◆ **Task goal**
Read the records beneath this task and copy every line that contains the string "below".
BEGIN Records shown
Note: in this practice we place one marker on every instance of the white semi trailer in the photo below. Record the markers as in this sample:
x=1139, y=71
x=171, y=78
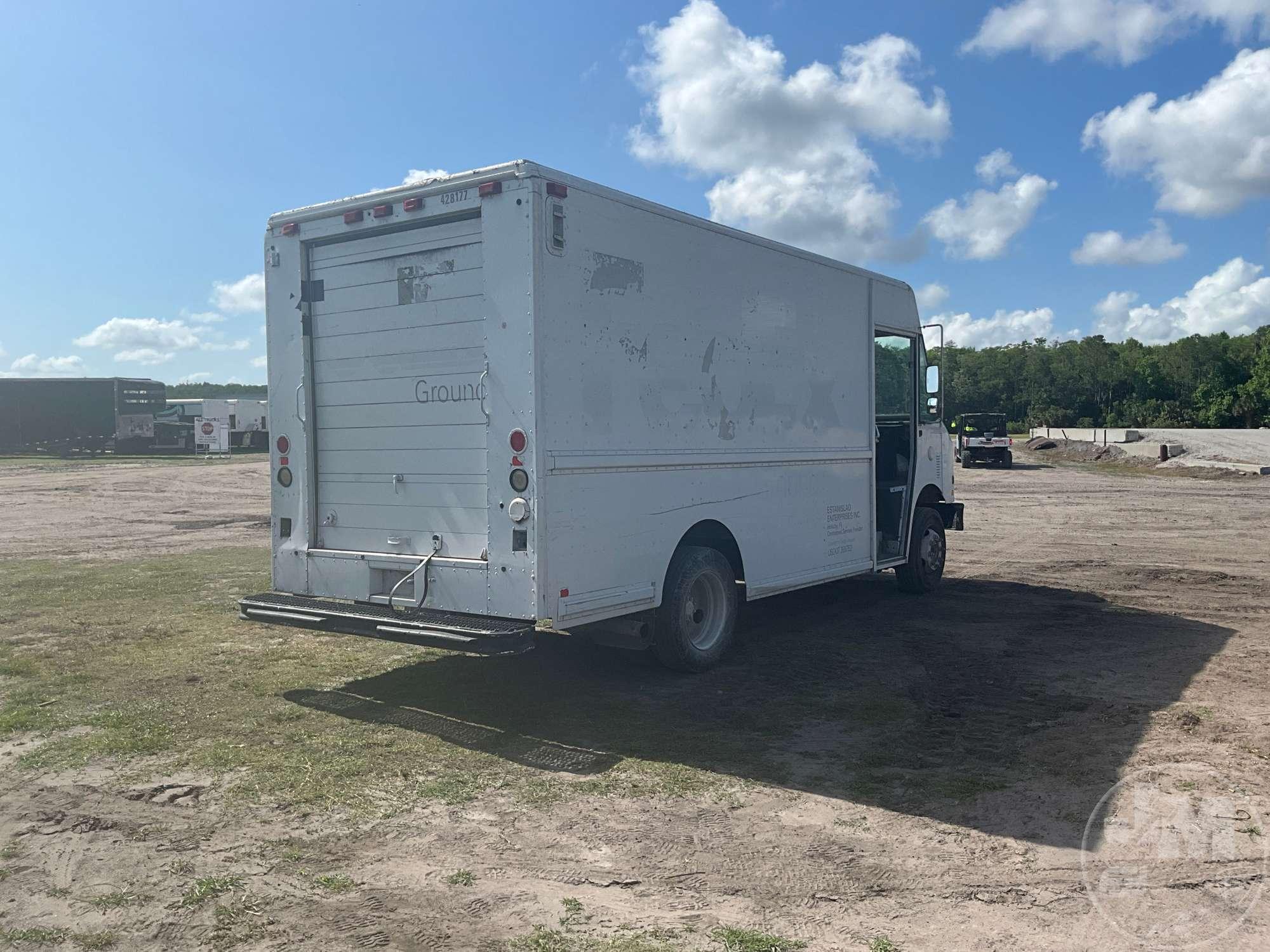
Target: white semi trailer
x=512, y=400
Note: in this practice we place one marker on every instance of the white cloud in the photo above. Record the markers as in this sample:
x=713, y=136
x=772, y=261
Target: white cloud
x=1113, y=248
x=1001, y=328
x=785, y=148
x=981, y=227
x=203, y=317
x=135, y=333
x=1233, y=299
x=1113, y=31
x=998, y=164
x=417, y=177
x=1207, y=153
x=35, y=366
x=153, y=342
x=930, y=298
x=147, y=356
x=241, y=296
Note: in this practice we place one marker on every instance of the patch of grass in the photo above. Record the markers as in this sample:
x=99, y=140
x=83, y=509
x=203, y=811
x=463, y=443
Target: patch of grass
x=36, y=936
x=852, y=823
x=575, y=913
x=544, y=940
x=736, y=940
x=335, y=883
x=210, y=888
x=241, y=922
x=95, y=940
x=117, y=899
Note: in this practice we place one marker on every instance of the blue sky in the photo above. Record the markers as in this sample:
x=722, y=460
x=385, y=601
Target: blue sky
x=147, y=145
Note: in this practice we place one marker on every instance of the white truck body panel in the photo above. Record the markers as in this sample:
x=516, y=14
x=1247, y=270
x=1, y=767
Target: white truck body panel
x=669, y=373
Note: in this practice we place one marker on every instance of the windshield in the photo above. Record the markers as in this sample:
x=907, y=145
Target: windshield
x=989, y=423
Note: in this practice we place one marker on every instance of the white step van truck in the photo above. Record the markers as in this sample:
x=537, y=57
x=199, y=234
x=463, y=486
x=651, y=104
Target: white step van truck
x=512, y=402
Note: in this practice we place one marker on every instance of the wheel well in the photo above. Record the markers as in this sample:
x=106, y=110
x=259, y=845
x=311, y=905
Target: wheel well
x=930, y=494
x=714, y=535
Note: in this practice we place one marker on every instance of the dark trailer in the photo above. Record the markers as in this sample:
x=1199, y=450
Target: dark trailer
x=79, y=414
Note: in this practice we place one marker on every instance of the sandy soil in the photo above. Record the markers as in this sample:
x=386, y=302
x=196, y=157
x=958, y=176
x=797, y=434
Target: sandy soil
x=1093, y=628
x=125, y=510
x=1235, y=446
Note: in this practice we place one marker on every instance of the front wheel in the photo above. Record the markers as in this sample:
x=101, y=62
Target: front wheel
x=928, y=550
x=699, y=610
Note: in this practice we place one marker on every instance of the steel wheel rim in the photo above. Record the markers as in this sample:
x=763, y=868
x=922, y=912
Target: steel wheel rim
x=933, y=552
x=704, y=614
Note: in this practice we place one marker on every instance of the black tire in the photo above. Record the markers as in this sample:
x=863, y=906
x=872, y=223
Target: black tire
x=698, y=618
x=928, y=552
END Records shown
BEGIN Records shown
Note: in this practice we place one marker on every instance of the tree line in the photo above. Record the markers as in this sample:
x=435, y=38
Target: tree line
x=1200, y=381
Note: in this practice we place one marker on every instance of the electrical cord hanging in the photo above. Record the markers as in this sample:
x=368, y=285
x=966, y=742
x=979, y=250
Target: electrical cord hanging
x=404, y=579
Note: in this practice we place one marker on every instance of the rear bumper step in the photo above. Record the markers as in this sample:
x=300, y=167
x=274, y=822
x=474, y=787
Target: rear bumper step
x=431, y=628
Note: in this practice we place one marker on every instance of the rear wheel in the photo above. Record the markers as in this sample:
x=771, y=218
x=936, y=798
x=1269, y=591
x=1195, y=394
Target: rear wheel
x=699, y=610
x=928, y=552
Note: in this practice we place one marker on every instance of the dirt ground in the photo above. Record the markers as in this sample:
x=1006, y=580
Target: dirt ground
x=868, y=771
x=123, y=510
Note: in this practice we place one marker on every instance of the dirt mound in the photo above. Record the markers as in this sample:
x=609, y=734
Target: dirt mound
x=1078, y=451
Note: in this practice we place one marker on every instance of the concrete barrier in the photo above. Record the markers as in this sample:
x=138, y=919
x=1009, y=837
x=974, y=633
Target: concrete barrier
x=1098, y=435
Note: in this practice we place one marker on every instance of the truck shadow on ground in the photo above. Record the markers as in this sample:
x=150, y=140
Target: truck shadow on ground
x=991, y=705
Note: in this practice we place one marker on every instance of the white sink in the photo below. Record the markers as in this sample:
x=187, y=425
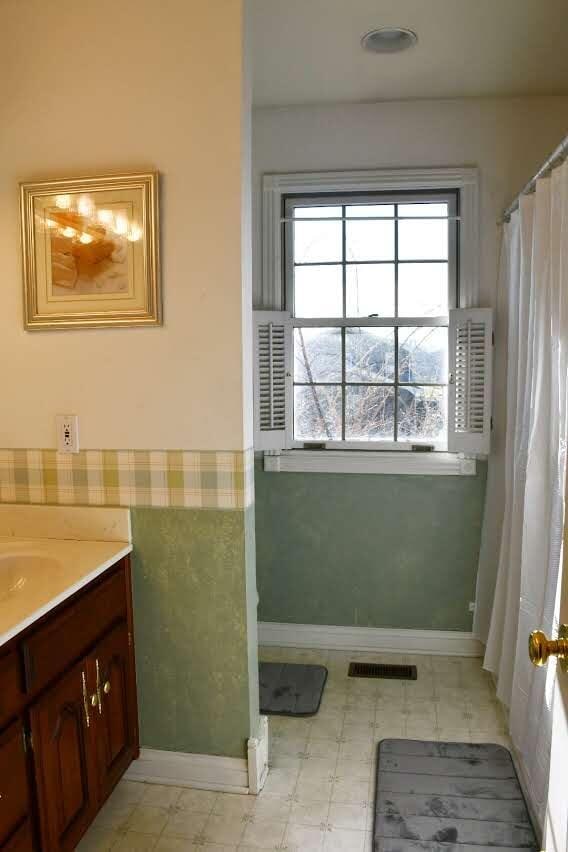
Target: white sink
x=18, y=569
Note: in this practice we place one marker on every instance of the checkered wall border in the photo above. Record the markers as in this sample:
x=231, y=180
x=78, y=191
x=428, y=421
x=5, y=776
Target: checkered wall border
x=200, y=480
END Records shown
◆ **Output of the exercise**
Note: in this practice we place one marker on every instance of the white semi trailer in the photo below. Record the markers as in this sample:
Note: in this practice we place one marker on every instance of the white sink in the photo below. Record the markers as in this sample:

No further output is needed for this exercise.